* Begin ARTICLE *
Up here (Boston) we have beer summits quarterly where you can go, sample shit and mingle with prospective distributors, breweries. Do you have/attend anything like that down in Sarasota? Personally, I love it. I used to all the time, not so much anymore. I love them too! The challenge was figuring out the travel situation as I do not drive after a couple beers.
I love beer myself, but mostly IPA's. I do the occasional stout or bock, but mainly stay the hoppy route. So my main question is, what would your favorite commercially available IPA be, and what would be the worst for you? (think larger chain grocers, etc.) I love the blend of belgian and IPA, check out Houblon Chouffe and Stone's Cali-Belgique.
Worst: Saranac IPA comes to mind.
I know you've had a lot of Cigar City being close to the Brewery, what is your favorite? White Oak Jai Alai is definitely my staple favorite. I do love the Tocobaga out of a can a LOT. All their beers are amazing, never been let down.
I'm a huge fan of Dunkelweizens but have so much trouble finding them! Heffes are a bit too light for my tastes. Are there any Dunkels you'd recommend I try to hunt down? The easiest to find is probably Franziskaner Dunkel. Most big beer stores will carry it and its fantastic.
What sort of things do you teach at beer school? As in, why would I need to take your class? We do pairings.
We do style's classes, pick a style and sample different options that range to different extremes of that style, learn about the nuances that make it what it is and so on.
We have beer nerd show & tell where people bring in something unique and we all sample it while they talk about it, if they don't know anything about it I do my best to help break down what we are tasting and what the style is.
We do private beer schools where a group of 6 can reserve a two hour class where I make up a menu, usually with a theme of some sort and teach them about what we are drinking and why the theme works. Last one I did pairs. Stout & a porter together what makes the styles different. IPA and a Belgian IPA, see what the yeast does to the style by comparing and so on.
* End ARTICLE *
* Begin MATERIAL *
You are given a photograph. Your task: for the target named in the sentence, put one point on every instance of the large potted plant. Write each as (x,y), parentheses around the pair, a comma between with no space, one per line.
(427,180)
* End MATERIAL *
EXERCISE REQUIREMENTS =
A. In the beer discussion above, how large a group can reserve a private beer school class, and how long does that class last?
B. Carry on the beer discussion from the point at which it stops, keeping its informal question-and-answer style.

THE RESULTS =
A. A group of six can reserve a two-hour class.

B.
Recommend me a craft that I might like please. I hate the hoppy beers, bitter after taste and hate almost anything dark. I have tried close to 10 craft beers (which isnt much) and have given up. I am no beer expert but I think 312 was the only one I somewhat enjoyed. I am a yuengling drinker. Also why do all the hipster craft drinking kids think they are the shit for drinking only crafts? Do you find it ok to drink Busch light or Natty when you are drinking for quantity not quality? Example, if you are playing 20 games of Beer pong and Flip cup are you still drinking crafts? Try a nice amber ale or brown ale. Where do you live? If in Florida, I bet you'd like the Cigar City Madura. Yes, its brown and kind of dark, but it doesn't taste that way. Hipsters are hipsters weather its craft beer, pbr, vinyl or whatever. They take something that's really cool and act like they are the shit for being into it.
I've been big on the cask aged beers lately, despite their high prices. Founders, Bourbon County by Goose Island come to mind as current favorites. Any others you can think of that are worth giving a go? Kentucky Bourbon Barrel Ale is so damn good and they have a few bourbon barrel brews in their line up.
What's the best beer to pair with Mouth Rape Jerky? Link to www.youtube.com A das boot of habenero IPA.
Suggestion for a good Trappist ale that's not chimay or duvel? Rochefort 10 is pretty gettable in the states and super good. St bernardus 12 is not a Trappist but it split off from the most amazing brewery in the world that is Trappist, st sixtus.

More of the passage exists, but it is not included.